• **Exercise requirements**
Each entry below must be repeated exactly, with pictures left out.

• **Input**
● ● ● ●
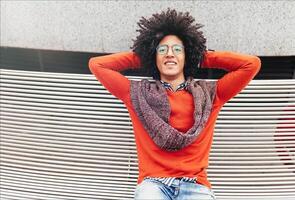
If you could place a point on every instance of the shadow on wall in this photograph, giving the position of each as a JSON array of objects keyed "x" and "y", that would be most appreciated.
[{"x": 273, "y": 67}]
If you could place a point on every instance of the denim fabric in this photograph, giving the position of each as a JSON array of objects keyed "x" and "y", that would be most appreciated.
[{"x": 179, "y": 190}]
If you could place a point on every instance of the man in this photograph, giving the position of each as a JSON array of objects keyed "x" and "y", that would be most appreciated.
[{"x": 173, "y": 119}]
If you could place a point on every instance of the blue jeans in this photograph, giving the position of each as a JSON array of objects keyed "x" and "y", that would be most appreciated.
[{"x": 179, "y": 190}]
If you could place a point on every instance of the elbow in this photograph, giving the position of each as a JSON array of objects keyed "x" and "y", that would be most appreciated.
[{"x": 91, "y": 63}]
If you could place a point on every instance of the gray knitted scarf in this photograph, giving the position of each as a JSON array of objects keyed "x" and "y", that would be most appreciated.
[{"x": 151, "y": 105}]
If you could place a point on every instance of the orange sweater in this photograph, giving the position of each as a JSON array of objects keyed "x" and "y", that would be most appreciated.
[{"x": 190, "y": 161}]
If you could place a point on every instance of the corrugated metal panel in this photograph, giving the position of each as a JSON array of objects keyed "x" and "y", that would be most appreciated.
[{"x": 63, "y": 136}]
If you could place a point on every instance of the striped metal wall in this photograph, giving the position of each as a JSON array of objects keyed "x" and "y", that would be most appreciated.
[{"x": 63, "y": 136}]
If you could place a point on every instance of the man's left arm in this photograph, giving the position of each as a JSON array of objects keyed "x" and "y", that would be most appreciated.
[{"x": 241, "y": 69}]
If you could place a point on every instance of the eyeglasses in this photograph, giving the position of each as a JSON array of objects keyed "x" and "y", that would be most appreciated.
[{"x": 163, "y": 49}]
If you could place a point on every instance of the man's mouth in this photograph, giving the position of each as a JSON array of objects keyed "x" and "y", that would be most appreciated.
[{"x": 170, "y": 63}]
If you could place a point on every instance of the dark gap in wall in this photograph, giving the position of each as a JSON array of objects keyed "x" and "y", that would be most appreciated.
[{"x": 273, "y": 67}]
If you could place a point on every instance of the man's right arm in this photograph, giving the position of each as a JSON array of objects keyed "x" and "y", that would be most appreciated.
[{"x": 105, "y": 69}]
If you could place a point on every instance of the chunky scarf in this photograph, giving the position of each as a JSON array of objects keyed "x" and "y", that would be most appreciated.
[{"x": 151, "y": 105}]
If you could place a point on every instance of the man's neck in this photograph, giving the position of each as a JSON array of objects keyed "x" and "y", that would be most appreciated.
[{"x": 174, "y": 82}]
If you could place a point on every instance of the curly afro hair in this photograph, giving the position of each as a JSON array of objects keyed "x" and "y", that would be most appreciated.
[{"x": 171, "y": 22}]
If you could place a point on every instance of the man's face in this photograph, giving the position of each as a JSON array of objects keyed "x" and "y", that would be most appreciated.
[{"x": 170, "y": 58}]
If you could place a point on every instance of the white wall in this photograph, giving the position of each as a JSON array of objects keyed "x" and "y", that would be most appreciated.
[{"x": 256, "y": 27}]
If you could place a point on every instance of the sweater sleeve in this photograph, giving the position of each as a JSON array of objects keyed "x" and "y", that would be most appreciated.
[
  {"x": 241, "y": 70},
  {"x": 106, "y": 70}
]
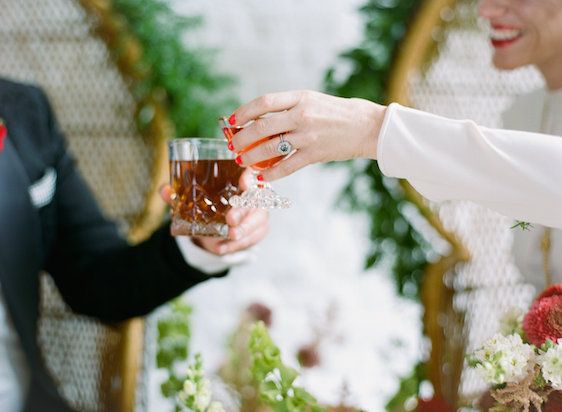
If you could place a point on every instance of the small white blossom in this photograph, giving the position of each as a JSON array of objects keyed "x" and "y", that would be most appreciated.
[
  {"x": 203, "y": 396},
  {"x": 215, "y": 407},
  {"x": 551, "y": 365},
  {"x": 189, "y": 388},
  {"x": 503, "y": 359},
  {"x": 512, "y": 322}
]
● ● ● ●
• **The answer**
If you could place a point on every instance of the shadow on wall in this photograph, giving the position of each as a JSON array of objects keyed "x" and "y", that would be most appreciated.
[{"x": 273, "y": 67}]
If you could place a point on every instance of the denim fabric in this photograph, giving the position of each as a JSON array of objects keyed "x" and "y", that would be most appreciated.
[{"x": 179, "y": 190}]
If you could place a point on every instance of the man in this photograph, giving the position of each as a JSON array of objects keyed "x" and "y", that would be most appreciated.
[{"x": 173, "y": 119}]
If you could place a point on every instance of the blue jeans in this photograph, giving the position of each as a JSON array of objects keyed "x" and "y", that would be most appreciated.
[{"x": 179, "y": 190}]
If you could place a point on every instance of the elbow in this photograph, giving the position of each as a JSON array of objects keyed "x" and "y", that would be most appreciated.
[{"x": 91, "y": 63}]
If you could place a point on every instance of the gray knitted scarf in this photograph, giving the position of each as a JSON array of objects keyed "x" and "y", that would be most appreciated.
[{"x": 151, "y": 105}]
If you could place a point on every instance of the orange sweater in this photograph, giving the position of each as a JSON array of objects keyed "x" and "y", that would be most appreciated.
[{"x": 190, "y": 161}]
If you could place a point on every instance of the corrugated metal panel in this photograph, giving the position of each as a JSON array of objects keyed "x" and "y", that would be most appreciated.
[{"x": 63, "y": 136}]
If you could place a point on every instance of the striped metal wall in this photograph, giving the position of each as a JSON array of objects keyed "x" and "y", that would be most appreciated.
[{"x": 63, "y": 136}]
If you could place a point on every instance of the man's left arm in this photograph, giving the position of each as a JSON array of objects keyed "x" and "y", that would be most appreciated.
[{"x": 241, "y": 69}]
If you could place a point on every instance of the eyeglasses in this photograph, giving the position of each as a JSON array of objects keyed "x" and "y", that would be most appreciated.
[{"x": 163, "y": 49}]
If you could place a point on every instance of the man's mouth in this photograph, giving the position of each as a JSON array of objects keyed "x" and "y", that would be most appreciated.
[{"x": 170, "y": 63}]
If you could place a point on every instance of the dark gap in wall in this photograph, giving the position of each as a JSON array of objects keyed "x" and "y", that would be most appreciated.
[{"x": 273, "y": 67}]
If you could place a point on every instance of the man's right arm in this photograph, giving the position of each as a JSON array of objects keyed "x" and "y", that would be most appreciated.
[{"x": 105, "y": 69}]
If you could place a point on every instance of the chunky scarf in this photograph, giving the position of each as a JSON array of objects keyed "x" and "y", that would be most appreciated.
[{"x": 151, "y": 105}]
If you could place a point on every instance of the man's neck in this photograph, giving the position of each as a JSON array of objects keyed "x" and "y", that would be most appreciated.
[{"x": 174, "y": 82}]
If you could place a point on every instance of the curly afro hair in this photograph, giving the position of each as a JSON array of objects keyed "x" and "y", that would be most appreciated.
[{"x": 171, "y": 22}]
If you could place a point on every instance of the man's face in this photograph, giving the position of each as a JSON array of objects keyed "x" and "y", that would be most appreciated.
[{"x": 170, "y": 58}]
If you could place a point on every instance of the white wall in this photograph, giving the position of each as a JSON array of objects keyed "x" and "y", that would be most appreciated.
[{"x": 256, "y": 27}]
If you could place a point on every instance of the sweater sleeve in this photograph, giving the position of each as a JSON array of objects keyed "x" and "y", that would be most appreciated.
[
  {"x": 241, "y": 70},
  {"x": 106, "y": 70}
]
If you could place a point on every instance of the small white blossom in this photograph, giving the position of each as a JSON array of objects keyed "x" and "y", that would be most appreciated.
[
  {"x": 203, "y": 396},
  {"x": 215, "y": 407},
  {"x": 551, "y": 365},
  {"x": 189, "y": 388},
  {"x": 503, "y": 359},
  {"x": 512, "y": 322}
]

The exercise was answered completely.